= INSTRUCTIONS FOR THE TASK =
Locate the line that contains "Could you identify the white toilet", then copy it and all later lines of the data below exactly, through the last one.

========

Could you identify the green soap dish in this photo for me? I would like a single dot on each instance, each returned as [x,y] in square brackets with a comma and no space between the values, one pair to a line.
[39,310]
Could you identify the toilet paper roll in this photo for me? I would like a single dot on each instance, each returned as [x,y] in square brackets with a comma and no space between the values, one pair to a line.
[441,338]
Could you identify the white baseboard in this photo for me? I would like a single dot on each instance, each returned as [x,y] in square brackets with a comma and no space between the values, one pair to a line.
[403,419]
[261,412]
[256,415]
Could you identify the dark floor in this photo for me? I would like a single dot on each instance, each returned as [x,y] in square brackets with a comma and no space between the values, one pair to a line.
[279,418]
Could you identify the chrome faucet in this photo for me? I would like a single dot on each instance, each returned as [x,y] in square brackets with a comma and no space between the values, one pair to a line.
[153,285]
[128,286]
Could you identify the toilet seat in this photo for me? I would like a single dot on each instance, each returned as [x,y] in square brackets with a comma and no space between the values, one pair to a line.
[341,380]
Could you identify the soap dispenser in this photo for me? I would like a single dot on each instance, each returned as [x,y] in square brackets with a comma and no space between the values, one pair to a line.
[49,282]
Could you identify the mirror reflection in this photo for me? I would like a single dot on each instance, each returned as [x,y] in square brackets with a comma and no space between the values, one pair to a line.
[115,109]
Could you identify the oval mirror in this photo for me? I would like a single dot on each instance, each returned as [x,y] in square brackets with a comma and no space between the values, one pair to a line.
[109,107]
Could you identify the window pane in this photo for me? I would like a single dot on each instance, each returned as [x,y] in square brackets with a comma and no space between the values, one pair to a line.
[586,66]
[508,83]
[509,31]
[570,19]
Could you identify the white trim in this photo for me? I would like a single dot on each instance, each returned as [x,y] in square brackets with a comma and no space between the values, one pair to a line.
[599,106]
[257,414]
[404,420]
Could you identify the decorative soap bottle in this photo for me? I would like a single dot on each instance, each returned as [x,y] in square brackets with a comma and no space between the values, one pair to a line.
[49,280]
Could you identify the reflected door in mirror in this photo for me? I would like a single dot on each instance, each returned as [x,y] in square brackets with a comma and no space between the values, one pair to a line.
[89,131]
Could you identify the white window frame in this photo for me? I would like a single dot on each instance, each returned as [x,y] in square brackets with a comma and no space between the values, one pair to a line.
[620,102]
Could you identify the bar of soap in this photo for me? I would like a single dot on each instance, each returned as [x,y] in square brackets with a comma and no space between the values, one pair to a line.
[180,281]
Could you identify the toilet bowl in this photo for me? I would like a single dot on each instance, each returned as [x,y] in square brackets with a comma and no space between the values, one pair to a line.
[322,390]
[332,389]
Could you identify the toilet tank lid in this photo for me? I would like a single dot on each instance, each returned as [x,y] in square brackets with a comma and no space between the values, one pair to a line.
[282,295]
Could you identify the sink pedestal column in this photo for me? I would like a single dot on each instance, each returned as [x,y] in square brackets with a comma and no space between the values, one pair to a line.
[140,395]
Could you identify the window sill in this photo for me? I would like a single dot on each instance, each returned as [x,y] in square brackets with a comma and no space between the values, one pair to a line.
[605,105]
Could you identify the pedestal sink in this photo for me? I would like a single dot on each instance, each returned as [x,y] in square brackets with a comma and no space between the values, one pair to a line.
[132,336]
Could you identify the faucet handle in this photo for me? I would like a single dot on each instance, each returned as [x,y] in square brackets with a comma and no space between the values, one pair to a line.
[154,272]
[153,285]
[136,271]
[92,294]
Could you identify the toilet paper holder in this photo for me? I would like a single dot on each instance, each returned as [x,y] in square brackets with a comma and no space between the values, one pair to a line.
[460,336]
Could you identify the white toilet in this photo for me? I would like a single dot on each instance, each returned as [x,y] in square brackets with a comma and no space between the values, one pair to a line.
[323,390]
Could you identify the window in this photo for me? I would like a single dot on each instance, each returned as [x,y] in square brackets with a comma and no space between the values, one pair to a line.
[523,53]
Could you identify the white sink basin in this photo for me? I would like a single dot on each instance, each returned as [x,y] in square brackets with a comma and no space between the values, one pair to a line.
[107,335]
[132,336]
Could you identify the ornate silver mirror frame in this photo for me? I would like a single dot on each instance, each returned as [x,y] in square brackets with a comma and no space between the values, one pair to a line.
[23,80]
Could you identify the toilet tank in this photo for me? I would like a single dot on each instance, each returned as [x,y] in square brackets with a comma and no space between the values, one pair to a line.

========

= COMPLETE RESPONSE =
Could you identify the white toilet in this photo for me? I would like a single dot on each instance, each returned as [x,y] in square brackets with a comma and no space between the values, one pair to a line.
[323,390]
Could you identify the window in this photo for me? I would like a single dot on each instance, each returned as [x,y] in square brackets with a comma and no space between the values, one pair to a line.
[523,53]
Could you identify the white sink basin in this photo for me? I would like a single dot on each instance, each returned as [x,y] in square brackets with a comma and no space between the values, one pair to a line.
[107,335]
[132,336]
Could you identify the ornate silver mirror frame in this photo for me? I would like a single dot on each instance, each returned as [x,y] in square brackets with a comma and no space between the values, one pair to a line.
[23,80]
Could you identify the toilet tank in this photo for me? I would like a single dot on each instance, each returned as [x,y] in square brackets with a comma and no space between the values, one pair to a line.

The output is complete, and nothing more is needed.